Extract provided:
Containing five (5) more ailments than its predecessor, Senate Bill 3 currently lists following “serious medical conditions” treatable with medical marijuana:

  1. Cancer;
  2. HIV Positive or AIDS;
  3. ALS (also known as Lou Gehrig’s Disease);
  4. Parkinson’s disease;
  5. Multiple Sclerosis;
  6. Spinal cord injury;
  7. Epilepsy;
  8. Inflammatory bowel disease;
  9. Neuropathies;
  10. Huntington’s disease;
  11. Crohn’s disease;
  12. Post-traumatic stress disorder (PTSD);
  13. Intractable seizures;
  14. Glaucoma; and,
  15. Severe chronic or intractable pain that is neuropathic or impervious to conventional treatment.

Allowable cannabis forms and THC cap

Senate Bill 3 expressly prohibits smoking marijuana or incorporating it into an “edible,” and limits the forms in which it may be dispensed to pills, oils, topicals (e.x., gel, creams or ointments), “a form medically appropriate for administration by vaporization or nebulization,” tinctures (liquid extracts) or liquids.

Further, like neighboring New Jersey, Senate Bill 3 presently imposes a 10 percent limit on dispensed marijuana’s THC content. While intending to reduce possibility of being consumed for recreational purposes, the THC cap limits dispensed marijuana’s ability to relieve targeted symptoms.

Supplied material:
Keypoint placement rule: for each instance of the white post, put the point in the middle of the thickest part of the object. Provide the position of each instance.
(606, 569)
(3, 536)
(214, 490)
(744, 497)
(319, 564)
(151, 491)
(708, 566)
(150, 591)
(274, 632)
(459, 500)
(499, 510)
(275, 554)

Task requirements:
A. From the passage on Senate Bill 3, list every form in which the bill allows marijuana to be dispensed.
B. Pick up the passage on Senate Bill 3 after its last sentence and keep writing.

Results of the tasks:
A.
- Pills
- Oils
- Topicals (e.g., gel, creams or ointments)
- A form medically appropriate for administration by vaporization or nebulization
- Tinctures (liquid extracts)
- Liquids

B.
Process for obtaining medical marijuana

To obtain and possess medical marijuana, Senate Bill 3 requires patients and their caregivers to apply for state-issued cards that have a year’s validity and permit obtaining up to a 30 day supply.

Those under 18 may apply through a caregiver and each medical marijuana card may be renewed annually.

Senate Bill 3 requires creating a state-run “marijuana program information electronic database” including “medical marijuana using patients’” information which is to be kept confidential.

Permitted grower/processors/dispensaries

Senate Bill 3 initially allows up to 25 licensed grower/processors and 50 licensed dispensaries allowed to operate up to three (3) locations, i.e., 150 total dispensaries.

Doctors, nurses, pharmacists and others involved in caring for, and issuing prescriptions to, medical marijuana patients will have to undergo standardized training and certification.

Senate Bill 3 also establishes a fee schedule charging:

  1. Growers-processors a $10,000 application fee, $200,000 registration fee, and $10,000 annual renewal fee; and,
  2. Dispensaries a $5,000 application fee, $30,000 registration fee and $5,000 annual renewal fee.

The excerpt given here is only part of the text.